• **What needs to be done**
Reproduce the lines below word for word, starting with the line that contains "402, row 238." and continuing through the last line, inclusive. Leave the pictures out of your copy.

# START OF Input records

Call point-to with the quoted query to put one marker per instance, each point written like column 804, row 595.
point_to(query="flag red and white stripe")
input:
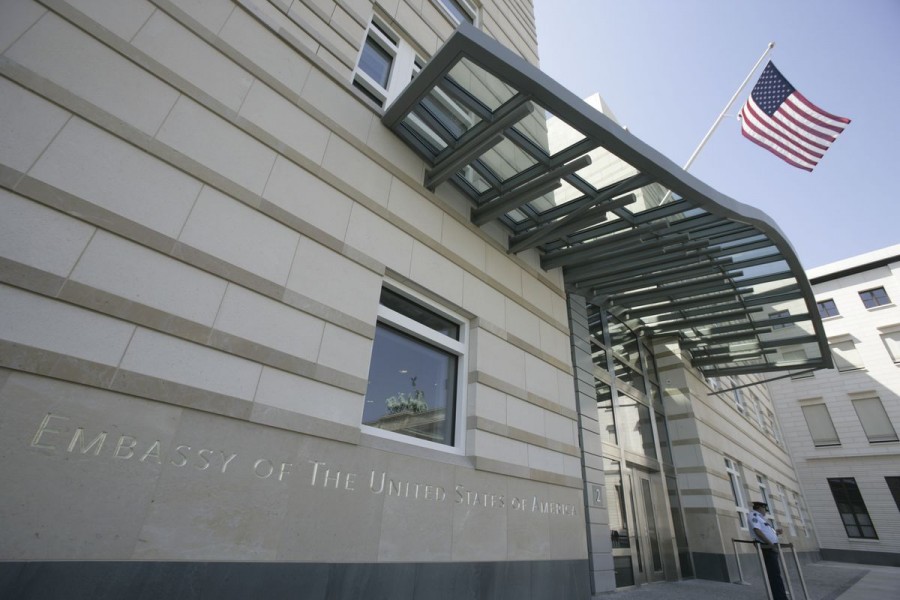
column 780, row 119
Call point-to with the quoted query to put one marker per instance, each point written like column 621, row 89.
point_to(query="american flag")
column 780, row 119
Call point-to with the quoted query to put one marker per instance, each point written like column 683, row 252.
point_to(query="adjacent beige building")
column 842, row 423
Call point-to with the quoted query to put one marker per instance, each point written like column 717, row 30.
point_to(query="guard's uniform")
column 768, row 537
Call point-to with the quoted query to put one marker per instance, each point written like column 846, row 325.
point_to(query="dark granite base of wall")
column 885, row 559
column 100, row 580
column 710, row 566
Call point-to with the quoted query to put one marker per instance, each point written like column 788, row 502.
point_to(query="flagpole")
column 722, row 114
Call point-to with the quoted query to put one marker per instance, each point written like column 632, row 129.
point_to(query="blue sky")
column 667, row 68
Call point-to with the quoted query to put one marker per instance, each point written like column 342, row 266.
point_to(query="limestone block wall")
column 197, row 214
column 879, row 377
column 705, row 428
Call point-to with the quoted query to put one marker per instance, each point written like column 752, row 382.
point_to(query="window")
column 827, row 308
column 738, row 395
column 386, row 64
column 786, row 507
column 874, row 420
column 846, row 356
column 894, row 485
column 459, row 11
column 737, row 490
column 779, row 314
column 757, row 411
column 874, row 297
column 801, row 511
column 891, row 341
column 764, row 491
column 852, row 509
column 416, row 373
column 821, row 428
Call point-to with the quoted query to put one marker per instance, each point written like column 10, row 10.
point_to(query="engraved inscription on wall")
column 59, row 433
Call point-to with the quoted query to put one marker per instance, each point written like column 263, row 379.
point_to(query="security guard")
column 767, row 536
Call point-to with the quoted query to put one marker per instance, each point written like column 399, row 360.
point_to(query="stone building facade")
column 252, row 341
column 842, row 423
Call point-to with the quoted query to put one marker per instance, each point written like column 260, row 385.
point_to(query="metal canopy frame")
column 716, row 273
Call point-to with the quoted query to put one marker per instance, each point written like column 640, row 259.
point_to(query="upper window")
column 852, row 508
column 801, row 512
column 386, row 64
column 891, row 341
column 416, row 374
column 737, row 490
column 894, row 486
column 778, row 315
column 786, row 507
column 459, row 10
column 846, row 356
column 827, row 308
column 874, row 297
column 738, row 397
column 821, row 428
column 874, row 420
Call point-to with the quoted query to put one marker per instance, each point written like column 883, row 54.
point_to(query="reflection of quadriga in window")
column 413, row 375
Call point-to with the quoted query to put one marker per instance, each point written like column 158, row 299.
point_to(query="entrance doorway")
column 645, row 489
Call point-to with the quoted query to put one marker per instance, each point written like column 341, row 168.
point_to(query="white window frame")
column 459, row 348
column 870, row 291
column 403, row 62
column 808, row 411
column 763, row 484
column 874, row 417
column 890, row 337
column 757, row 411
column 776, row 431
column 846, row 355
column 732, row 468
column 467, row 7
column 738, row 396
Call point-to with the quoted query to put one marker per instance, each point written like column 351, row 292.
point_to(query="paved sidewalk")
column 824, row 581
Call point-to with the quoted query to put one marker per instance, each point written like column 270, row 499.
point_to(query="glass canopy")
column 632, row 231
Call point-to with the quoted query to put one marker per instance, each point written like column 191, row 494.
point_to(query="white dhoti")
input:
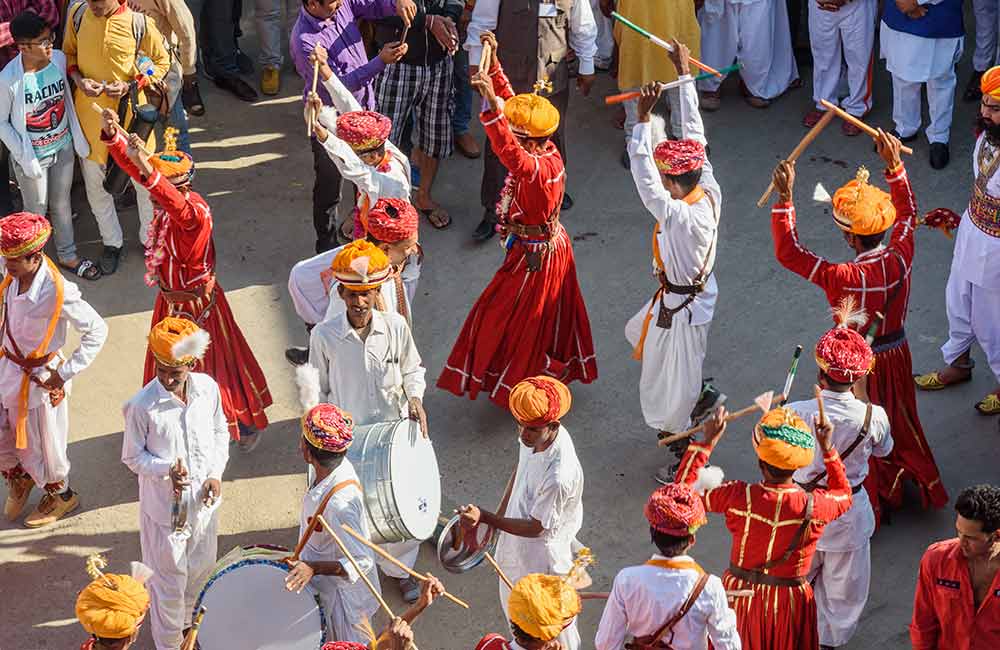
column 44, row 459
column 836, row 37
column 840, row 584
column 987, row 29
column 670, row 380
column 181, row 563
column 912, row 61
column 754, row 33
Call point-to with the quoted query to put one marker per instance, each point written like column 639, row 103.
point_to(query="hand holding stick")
column 389, row 558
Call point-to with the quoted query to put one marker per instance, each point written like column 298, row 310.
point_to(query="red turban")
column 844, row 355
column 328, row 428
column 363, row 130
column 676, row 157
column 23, row 233
column 675, row 509
column 392, row 220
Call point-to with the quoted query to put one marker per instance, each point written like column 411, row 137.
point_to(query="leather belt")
column 758, row 578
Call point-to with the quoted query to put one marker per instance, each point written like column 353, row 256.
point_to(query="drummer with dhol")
column 369, row 365
column 327, row 432
column 543, row 512
column 177, row 442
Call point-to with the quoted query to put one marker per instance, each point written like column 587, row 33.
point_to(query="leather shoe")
column 939, row 155
column 238, row 87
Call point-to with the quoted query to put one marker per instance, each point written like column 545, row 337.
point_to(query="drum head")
column 416, row 482
column 247, row 607
column 460, row 550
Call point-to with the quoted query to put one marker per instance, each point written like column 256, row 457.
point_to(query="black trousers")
column 326, row 196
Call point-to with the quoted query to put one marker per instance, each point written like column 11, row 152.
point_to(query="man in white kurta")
column 755, row 34
column 972, row 295
column 546, row 496
column 684, row 237
column 841, row 569
column 369, row 366
column 180, row 419
column 38, row 455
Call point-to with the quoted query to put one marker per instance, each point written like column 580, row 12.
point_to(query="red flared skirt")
column 891, row 386
column 774, row 618
column 229, row 360
column 524, row 324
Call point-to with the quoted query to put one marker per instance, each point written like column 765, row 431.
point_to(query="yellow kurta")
column 109, row 54
column 641, row 62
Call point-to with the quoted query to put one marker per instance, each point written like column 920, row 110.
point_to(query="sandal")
column 84, row 268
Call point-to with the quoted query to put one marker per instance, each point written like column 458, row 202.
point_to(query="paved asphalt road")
column 255, row 169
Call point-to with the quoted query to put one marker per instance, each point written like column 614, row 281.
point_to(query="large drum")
column 248, row 607
column 399, row 473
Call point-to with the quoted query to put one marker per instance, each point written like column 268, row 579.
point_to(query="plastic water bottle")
column 144, row 64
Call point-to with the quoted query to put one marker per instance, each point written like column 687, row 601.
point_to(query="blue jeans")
column 463, row 94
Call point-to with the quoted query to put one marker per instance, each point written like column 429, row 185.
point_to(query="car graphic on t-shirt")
column 47, row 116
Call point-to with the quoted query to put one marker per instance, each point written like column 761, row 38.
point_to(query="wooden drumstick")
column 743, row 412
column 120, row 128
column 806, row 140
column 496, row 567
column 386, row 556
column 847, row 117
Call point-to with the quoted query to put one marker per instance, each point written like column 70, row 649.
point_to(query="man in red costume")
column 180, row 260
column 775, row 525
column 878, row 282
column 531, row 318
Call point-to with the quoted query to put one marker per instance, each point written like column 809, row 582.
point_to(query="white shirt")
column 688, row 233
column 160, row 428
column 345, row 507
column 645, row 597
column 314, row 289
column 371, row 379
column 846, row 413
column 548, row 487
column 582, row 29
column 28, row 317
column 977, row 255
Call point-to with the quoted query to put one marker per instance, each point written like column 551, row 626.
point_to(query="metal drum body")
column 402, row 485
column 248, row 607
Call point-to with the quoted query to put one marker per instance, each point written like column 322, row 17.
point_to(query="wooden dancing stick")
column 806, row 140
column 120, row 128
column 743, row 412
column 386, row 556
column 496, row 567
column 659, row 42
column 847, row 117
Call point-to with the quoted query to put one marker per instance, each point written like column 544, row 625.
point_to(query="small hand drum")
column 460, row 549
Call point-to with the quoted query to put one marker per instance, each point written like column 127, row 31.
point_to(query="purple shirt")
column 341, row 37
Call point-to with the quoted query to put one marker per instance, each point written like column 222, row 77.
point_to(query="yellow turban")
column 542, row 606
column 990, row 82
column 177, row 341
column 531, row 115
column 361, row 265
column 863, row 209
column 539, row 401
column 783, row 439
column 112, row 612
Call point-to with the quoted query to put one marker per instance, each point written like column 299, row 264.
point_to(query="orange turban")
column 542, row 605
column 361, row 265
column 990, row 82
column 531, row 115
column 539, row 401
column 863, row 209
column 112, row 606
column 783, row 439
column 177, row 341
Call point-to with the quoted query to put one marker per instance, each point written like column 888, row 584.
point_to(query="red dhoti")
column 524, row 324
column 229, row 360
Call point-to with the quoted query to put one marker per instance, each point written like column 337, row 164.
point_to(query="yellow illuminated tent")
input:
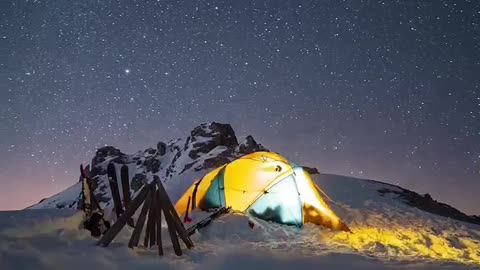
column 264, row 185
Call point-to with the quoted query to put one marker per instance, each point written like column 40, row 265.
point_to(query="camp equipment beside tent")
column 264, row 185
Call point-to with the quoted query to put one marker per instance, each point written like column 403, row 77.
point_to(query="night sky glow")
column 387, row 90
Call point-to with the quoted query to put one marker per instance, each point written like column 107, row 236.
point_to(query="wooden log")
column 113, row 182
column 158, row 208
column 153, row 229
column 129, row 212
column 140, row 221
column 168, row 207
column 125, row 185
column 150, row 230
column 186, row 212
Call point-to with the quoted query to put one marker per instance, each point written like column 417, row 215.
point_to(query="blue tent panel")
column 281, row 203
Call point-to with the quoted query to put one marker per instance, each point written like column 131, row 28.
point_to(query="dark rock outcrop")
column 162, row 148
column 310, row 170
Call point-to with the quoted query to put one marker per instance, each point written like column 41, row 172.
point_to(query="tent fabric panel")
column 246, row 180
column 279, row 204
column 215, row 195
column 204, row 184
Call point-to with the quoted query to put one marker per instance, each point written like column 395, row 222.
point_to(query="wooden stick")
column 153, row 235
column 117, row 226
column 168, row 207
column 188, row 206
column 140, row 221
column 159, row 224
column 150, row 231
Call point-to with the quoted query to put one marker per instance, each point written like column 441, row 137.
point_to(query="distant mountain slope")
column 178, row 163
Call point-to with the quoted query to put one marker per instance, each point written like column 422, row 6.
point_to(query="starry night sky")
column 387, row 90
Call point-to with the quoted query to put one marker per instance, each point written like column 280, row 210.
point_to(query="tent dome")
column 264, row 185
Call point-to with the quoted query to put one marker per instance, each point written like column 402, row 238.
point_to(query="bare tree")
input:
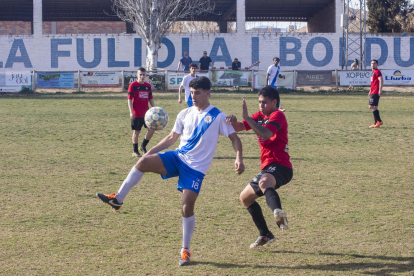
column 153, row 19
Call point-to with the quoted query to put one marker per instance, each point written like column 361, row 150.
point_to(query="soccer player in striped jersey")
column 199, row 127
column 273, row 73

# END OF Input records

• **Correct output**
Call point-to with the quoted query to put one marker per instance, each point written like column 402, row 238.
point_to(query="bare tree")
input:
column 153, row 19
Call point-to with the quoted query to put one marker per instance, each point written like column 361, row 150.
point_to(query="soccer player in striped jersey")
column 199, row 127
column 273, row 73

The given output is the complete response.